### Exercise description
Say how many lines in the entries hold the string "below", giving the number by itself.

### Material for the task

************

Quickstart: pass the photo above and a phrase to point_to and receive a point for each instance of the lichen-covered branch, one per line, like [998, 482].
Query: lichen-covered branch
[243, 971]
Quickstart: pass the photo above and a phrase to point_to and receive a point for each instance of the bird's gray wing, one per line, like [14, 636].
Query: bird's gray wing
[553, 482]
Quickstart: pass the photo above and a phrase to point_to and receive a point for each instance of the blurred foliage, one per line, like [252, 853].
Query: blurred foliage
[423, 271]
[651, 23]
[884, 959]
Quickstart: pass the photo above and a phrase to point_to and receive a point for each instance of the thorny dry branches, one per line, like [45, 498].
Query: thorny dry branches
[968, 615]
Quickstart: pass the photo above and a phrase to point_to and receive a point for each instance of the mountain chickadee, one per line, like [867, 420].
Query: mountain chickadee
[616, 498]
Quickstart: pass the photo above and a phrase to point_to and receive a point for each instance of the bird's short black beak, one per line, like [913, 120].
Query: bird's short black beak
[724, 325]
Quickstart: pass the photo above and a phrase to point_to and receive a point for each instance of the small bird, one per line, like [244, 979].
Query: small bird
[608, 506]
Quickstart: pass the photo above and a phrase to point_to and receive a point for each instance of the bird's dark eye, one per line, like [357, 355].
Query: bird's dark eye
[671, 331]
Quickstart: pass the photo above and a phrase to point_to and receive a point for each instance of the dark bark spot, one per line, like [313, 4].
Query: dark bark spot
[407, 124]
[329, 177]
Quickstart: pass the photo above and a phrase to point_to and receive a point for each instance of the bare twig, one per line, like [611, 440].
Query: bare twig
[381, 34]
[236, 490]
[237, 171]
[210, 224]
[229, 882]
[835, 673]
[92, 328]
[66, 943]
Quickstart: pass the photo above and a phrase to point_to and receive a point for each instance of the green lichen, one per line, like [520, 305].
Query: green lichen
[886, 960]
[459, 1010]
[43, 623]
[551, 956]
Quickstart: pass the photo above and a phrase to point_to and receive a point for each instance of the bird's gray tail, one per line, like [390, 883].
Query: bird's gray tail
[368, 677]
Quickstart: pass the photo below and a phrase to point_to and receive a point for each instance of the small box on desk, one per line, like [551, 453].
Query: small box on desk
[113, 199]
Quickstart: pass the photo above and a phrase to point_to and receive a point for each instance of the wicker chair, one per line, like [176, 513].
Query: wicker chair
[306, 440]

************

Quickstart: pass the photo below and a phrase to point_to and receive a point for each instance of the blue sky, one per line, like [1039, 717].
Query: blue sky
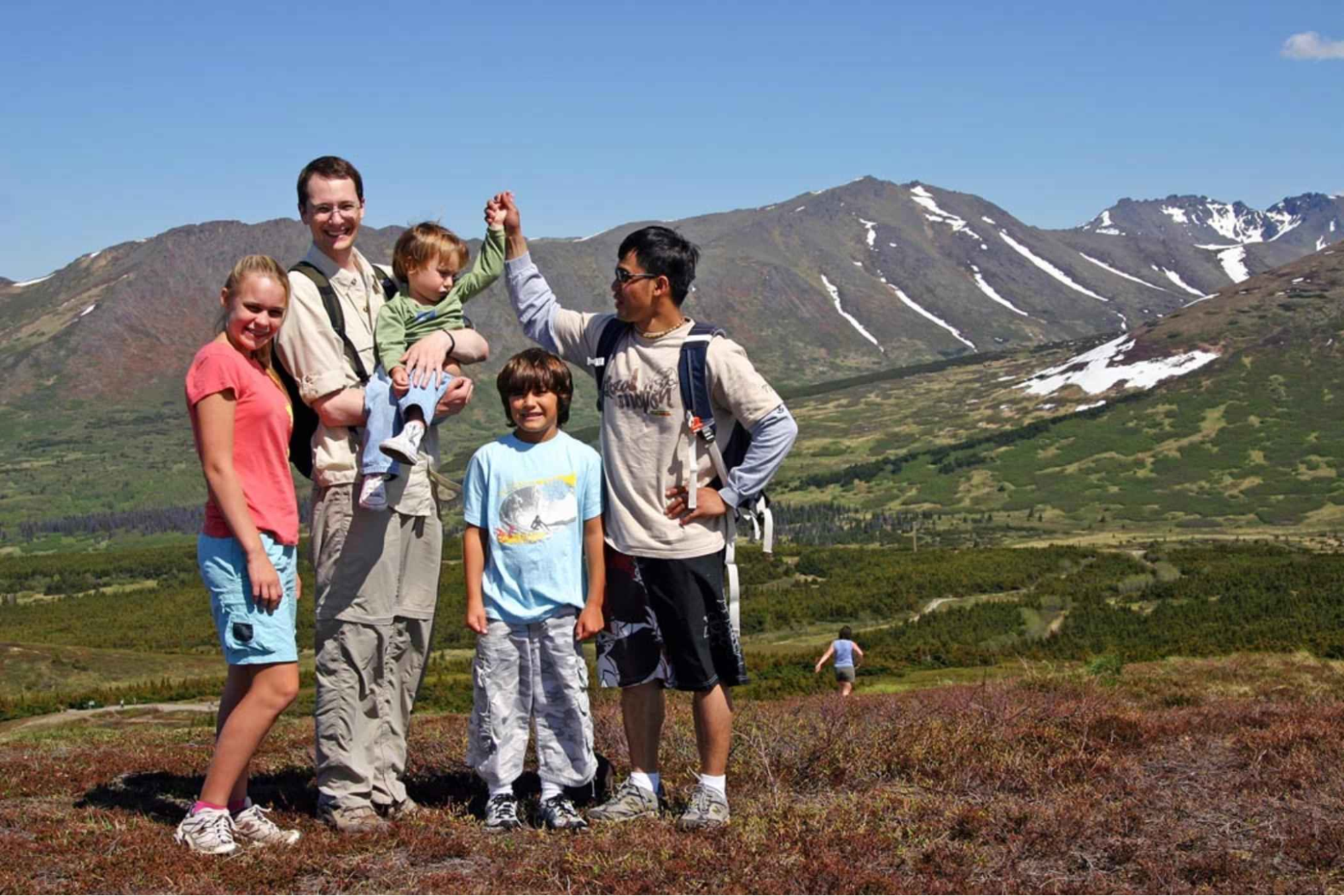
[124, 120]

************

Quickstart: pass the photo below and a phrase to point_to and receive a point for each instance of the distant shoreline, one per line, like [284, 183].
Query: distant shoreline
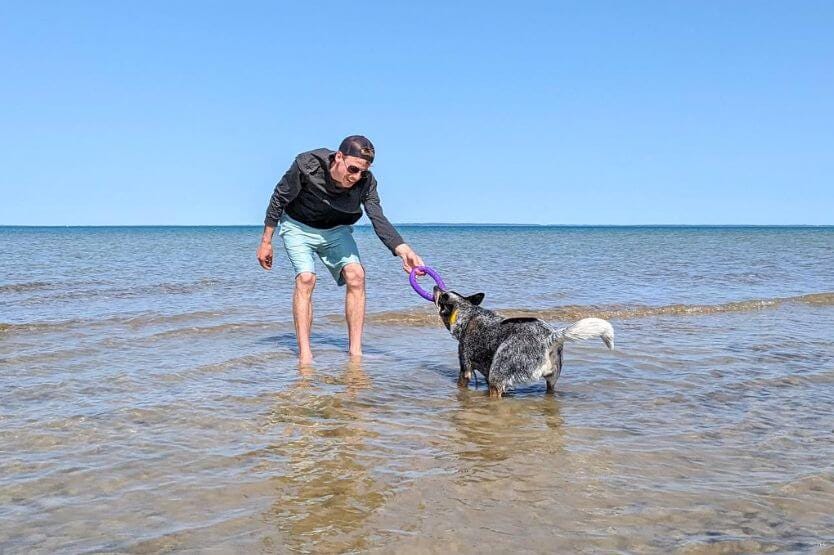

************

### Exercise output
3